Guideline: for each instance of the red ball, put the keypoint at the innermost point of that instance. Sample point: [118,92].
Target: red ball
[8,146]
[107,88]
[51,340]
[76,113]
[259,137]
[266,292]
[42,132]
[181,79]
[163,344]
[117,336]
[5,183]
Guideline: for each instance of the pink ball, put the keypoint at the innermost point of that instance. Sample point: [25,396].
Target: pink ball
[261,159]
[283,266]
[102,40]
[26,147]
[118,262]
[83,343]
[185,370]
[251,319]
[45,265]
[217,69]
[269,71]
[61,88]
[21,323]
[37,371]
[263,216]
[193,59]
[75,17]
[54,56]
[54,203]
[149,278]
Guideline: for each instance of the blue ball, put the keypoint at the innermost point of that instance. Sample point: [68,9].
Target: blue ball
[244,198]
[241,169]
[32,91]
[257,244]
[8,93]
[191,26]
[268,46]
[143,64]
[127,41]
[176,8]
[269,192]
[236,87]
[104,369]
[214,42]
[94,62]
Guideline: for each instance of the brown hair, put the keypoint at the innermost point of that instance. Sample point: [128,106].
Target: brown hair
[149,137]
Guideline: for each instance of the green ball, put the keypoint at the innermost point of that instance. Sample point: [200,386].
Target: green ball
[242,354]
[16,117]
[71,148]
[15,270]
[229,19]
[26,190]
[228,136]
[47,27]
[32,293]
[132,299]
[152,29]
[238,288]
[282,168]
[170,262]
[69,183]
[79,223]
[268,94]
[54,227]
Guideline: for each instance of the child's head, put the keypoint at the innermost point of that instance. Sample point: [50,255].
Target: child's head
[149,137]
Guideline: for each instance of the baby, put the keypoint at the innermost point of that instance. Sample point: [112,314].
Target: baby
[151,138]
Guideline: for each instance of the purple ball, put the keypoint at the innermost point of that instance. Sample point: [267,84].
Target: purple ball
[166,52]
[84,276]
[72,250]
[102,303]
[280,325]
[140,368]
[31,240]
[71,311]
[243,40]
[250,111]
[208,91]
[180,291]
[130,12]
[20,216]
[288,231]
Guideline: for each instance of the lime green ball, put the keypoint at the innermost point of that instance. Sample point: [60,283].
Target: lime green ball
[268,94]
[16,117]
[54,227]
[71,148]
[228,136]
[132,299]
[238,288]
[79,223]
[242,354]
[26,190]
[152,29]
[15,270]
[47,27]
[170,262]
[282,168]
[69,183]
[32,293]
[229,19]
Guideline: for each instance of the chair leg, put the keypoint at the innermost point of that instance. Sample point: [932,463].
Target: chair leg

··········

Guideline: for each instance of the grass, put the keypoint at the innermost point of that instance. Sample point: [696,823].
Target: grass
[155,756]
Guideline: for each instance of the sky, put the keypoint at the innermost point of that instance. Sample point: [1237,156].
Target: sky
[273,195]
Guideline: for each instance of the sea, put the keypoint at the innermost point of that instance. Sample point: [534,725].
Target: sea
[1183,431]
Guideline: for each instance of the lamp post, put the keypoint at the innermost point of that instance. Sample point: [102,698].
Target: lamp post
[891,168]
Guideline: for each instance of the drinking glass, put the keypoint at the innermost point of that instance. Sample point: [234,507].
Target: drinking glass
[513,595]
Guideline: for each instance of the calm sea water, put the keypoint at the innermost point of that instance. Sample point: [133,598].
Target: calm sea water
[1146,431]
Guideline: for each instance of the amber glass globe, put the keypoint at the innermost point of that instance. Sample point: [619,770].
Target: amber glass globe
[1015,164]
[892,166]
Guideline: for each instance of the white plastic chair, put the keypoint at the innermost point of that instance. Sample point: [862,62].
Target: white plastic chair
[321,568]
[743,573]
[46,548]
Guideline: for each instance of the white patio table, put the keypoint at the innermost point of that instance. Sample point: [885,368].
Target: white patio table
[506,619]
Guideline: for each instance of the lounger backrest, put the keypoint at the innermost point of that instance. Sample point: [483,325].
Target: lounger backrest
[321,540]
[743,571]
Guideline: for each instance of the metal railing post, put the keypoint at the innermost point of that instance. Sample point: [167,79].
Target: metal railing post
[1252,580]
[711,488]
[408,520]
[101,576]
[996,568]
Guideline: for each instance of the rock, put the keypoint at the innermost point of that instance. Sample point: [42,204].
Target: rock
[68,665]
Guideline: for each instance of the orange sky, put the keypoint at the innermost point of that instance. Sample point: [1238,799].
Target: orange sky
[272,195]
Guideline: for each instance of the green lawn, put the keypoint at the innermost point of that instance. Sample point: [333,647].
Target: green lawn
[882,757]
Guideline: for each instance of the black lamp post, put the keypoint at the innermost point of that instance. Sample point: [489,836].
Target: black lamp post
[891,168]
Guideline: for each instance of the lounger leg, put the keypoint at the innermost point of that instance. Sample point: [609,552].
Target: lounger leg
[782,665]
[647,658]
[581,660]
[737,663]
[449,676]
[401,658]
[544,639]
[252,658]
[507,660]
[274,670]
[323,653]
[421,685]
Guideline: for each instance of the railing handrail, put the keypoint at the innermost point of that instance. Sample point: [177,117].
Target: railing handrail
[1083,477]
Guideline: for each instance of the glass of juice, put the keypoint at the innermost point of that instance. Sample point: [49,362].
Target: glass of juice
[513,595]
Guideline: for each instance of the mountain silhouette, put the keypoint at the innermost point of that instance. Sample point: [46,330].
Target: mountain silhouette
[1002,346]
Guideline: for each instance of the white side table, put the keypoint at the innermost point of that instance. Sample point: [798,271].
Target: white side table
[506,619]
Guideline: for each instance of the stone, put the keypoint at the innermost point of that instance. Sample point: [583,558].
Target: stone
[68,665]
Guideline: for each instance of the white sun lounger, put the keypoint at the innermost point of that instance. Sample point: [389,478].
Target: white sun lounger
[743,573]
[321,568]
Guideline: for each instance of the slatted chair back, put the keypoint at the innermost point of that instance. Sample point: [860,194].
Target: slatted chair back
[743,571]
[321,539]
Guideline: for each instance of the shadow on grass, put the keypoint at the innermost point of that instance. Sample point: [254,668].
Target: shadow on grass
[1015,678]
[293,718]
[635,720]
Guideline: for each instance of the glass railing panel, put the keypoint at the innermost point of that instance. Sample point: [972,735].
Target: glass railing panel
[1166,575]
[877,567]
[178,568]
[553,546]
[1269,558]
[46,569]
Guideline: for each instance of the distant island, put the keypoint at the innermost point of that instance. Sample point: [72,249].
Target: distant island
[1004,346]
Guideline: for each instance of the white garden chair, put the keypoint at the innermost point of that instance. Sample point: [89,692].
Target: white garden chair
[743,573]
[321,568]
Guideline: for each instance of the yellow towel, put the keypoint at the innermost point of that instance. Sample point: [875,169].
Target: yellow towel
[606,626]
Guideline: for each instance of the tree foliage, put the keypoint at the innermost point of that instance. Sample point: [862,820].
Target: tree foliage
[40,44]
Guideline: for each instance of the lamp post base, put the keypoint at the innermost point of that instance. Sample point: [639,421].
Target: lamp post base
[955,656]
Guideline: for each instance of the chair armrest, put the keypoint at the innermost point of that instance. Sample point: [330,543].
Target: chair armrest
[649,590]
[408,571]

··········

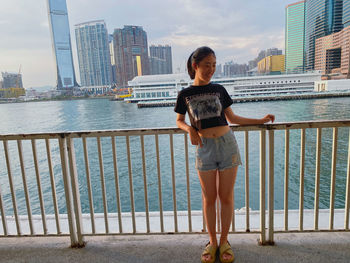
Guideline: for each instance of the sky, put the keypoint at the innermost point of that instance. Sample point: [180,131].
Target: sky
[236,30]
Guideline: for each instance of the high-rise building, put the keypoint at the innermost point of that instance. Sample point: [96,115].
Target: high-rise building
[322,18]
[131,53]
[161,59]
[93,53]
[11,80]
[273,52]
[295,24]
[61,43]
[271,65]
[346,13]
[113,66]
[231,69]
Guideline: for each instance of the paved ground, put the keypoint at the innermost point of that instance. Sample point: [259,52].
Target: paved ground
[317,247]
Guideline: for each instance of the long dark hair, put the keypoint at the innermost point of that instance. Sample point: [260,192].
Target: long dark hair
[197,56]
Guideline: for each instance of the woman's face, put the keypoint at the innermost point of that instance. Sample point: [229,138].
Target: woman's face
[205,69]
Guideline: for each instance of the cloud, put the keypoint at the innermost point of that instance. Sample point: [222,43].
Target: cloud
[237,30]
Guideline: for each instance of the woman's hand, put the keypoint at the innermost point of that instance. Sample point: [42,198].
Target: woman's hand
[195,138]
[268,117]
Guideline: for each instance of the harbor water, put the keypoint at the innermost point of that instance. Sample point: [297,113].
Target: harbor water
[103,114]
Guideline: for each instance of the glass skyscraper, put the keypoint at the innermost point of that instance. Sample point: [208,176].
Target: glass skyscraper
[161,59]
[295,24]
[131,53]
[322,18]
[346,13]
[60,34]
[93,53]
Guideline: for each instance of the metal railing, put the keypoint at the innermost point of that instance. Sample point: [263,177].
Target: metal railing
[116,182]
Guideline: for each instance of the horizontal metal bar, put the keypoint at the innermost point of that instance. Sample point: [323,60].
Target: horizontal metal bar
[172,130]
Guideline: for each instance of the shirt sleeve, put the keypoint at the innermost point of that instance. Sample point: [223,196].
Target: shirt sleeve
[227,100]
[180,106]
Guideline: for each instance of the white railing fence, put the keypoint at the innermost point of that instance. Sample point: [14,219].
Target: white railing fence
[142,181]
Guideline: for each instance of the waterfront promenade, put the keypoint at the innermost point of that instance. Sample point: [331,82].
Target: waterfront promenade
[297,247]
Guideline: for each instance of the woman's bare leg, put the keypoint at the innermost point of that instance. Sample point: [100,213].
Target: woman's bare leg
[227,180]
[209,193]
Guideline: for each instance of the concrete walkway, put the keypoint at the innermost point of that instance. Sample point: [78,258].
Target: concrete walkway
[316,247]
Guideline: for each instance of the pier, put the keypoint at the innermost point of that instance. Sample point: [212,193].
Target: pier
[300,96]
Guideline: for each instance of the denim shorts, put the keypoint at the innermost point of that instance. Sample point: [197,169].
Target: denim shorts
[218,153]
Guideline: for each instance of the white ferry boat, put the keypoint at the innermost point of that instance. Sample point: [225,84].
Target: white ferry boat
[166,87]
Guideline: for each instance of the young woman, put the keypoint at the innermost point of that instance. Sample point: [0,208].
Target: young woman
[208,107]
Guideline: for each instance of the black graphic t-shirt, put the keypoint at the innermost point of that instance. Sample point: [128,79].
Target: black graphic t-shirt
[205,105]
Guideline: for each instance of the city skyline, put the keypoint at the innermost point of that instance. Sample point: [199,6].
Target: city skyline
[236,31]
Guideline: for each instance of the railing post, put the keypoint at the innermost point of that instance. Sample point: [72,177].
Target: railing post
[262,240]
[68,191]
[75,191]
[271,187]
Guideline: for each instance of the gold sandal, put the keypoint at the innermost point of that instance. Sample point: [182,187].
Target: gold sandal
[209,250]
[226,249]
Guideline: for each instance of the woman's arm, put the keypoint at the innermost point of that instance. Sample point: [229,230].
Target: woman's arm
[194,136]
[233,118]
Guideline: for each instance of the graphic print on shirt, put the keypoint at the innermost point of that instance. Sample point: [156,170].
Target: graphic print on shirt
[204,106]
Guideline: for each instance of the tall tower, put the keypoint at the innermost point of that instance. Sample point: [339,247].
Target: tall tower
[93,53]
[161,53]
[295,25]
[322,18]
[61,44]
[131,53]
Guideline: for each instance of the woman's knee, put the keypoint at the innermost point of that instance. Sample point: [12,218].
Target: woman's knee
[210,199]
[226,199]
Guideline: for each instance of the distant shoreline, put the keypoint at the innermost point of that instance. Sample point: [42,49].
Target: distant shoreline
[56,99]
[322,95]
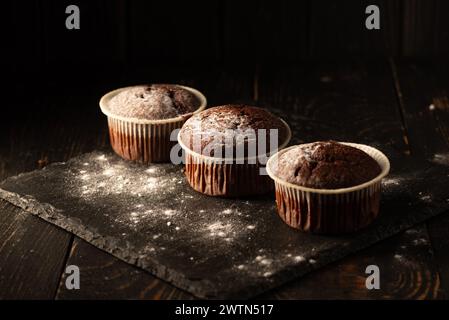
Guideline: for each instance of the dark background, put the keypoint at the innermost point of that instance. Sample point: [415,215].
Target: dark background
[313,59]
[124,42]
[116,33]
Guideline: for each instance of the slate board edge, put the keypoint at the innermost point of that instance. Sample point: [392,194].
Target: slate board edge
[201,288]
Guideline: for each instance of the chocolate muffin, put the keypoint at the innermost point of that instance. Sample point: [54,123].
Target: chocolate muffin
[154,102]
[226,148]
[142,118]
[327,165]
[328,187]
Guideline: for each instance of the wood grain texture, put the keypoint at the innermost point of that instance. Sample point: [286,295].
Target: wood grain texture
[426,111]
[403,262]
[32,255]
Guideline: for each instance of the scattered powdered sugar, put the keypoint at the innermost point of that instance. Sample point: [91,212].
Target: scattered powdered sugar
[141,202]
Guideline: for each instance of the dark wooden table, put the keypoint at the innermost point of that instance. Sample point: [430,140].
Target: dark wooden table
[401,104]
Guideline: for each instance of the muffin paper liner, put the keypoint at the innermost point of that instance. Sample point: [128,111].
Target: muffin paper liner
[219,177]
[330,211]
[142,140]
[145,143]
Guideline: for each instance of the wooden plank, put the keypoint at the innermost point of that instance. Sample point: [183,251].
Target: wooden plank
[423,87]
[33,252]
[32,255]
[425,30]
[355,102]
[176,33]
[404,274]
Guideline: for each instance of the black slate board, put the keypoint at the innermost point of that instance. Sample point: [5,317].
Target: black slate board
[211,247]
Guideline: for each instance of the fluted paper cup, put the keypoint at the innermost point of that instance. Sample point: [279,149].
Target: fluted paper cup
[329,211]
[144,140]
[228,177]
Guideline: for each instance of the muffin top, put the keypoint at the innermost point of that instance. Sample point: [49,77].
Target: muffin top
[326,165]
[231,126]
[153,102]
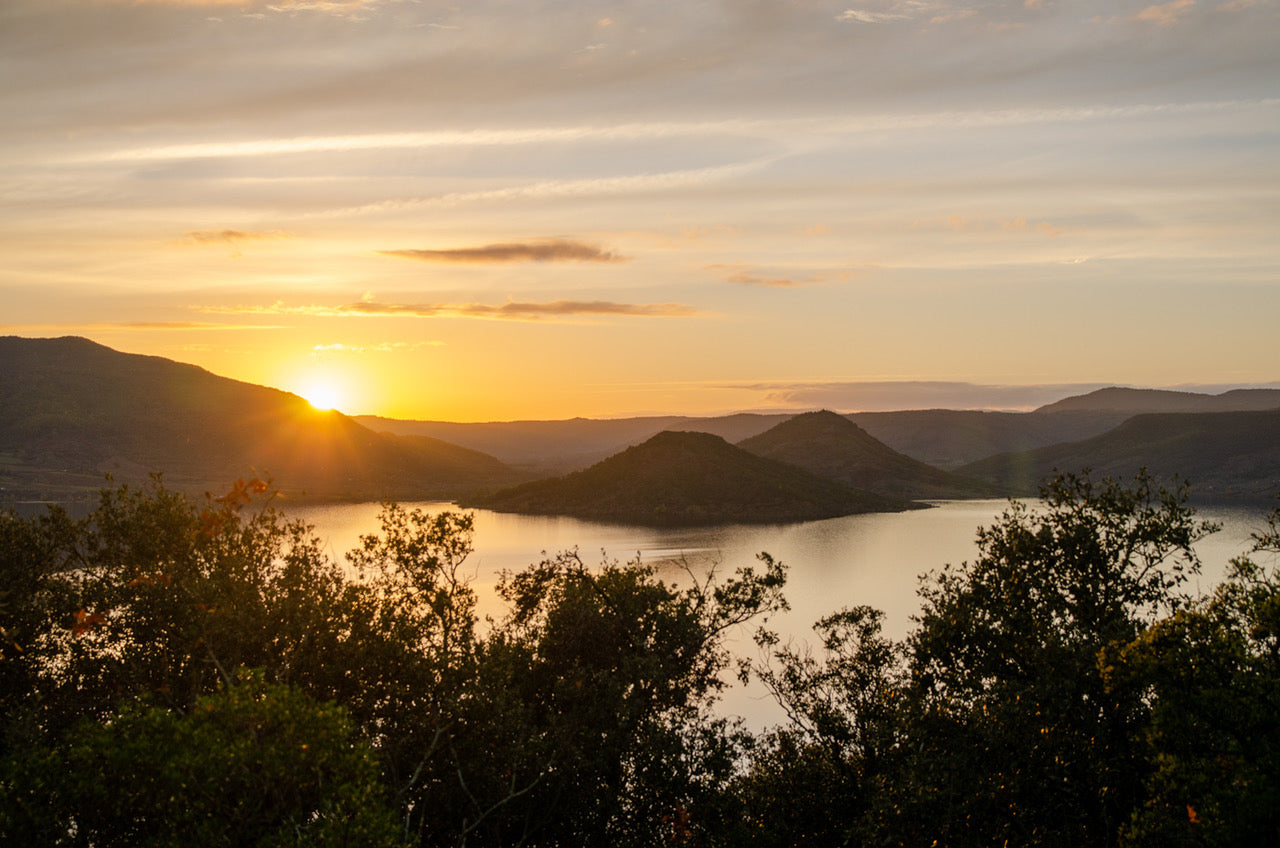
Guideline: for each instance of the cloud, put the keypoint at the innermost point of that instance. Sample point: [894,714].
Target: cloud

··········

**TASK PROMPT:** Put everything from the line containing "Guideline: for each instance of the chair leg, put" down to the line containing "Target: chair leg" into a numbered list, leaving out any blank lines.

**EXERCISE SOLUTION:**
1. Guideline: for each instance of the chair leg, put the keypoint at the innermost point of that instance. Sample point: [932,463].
2. Target: chair leg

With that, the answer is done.